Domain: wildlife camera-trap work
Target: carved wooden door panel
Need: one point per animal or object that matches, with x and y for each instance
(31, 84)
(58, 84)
........
* _Work order_
Retype, without changes, the lines from the line holding "Need: one point" to the end of the data, both ends included.

* _Written response_
Need: one point per animal or object that matches, with x and y for each instance
(31, 84)
(58, 84)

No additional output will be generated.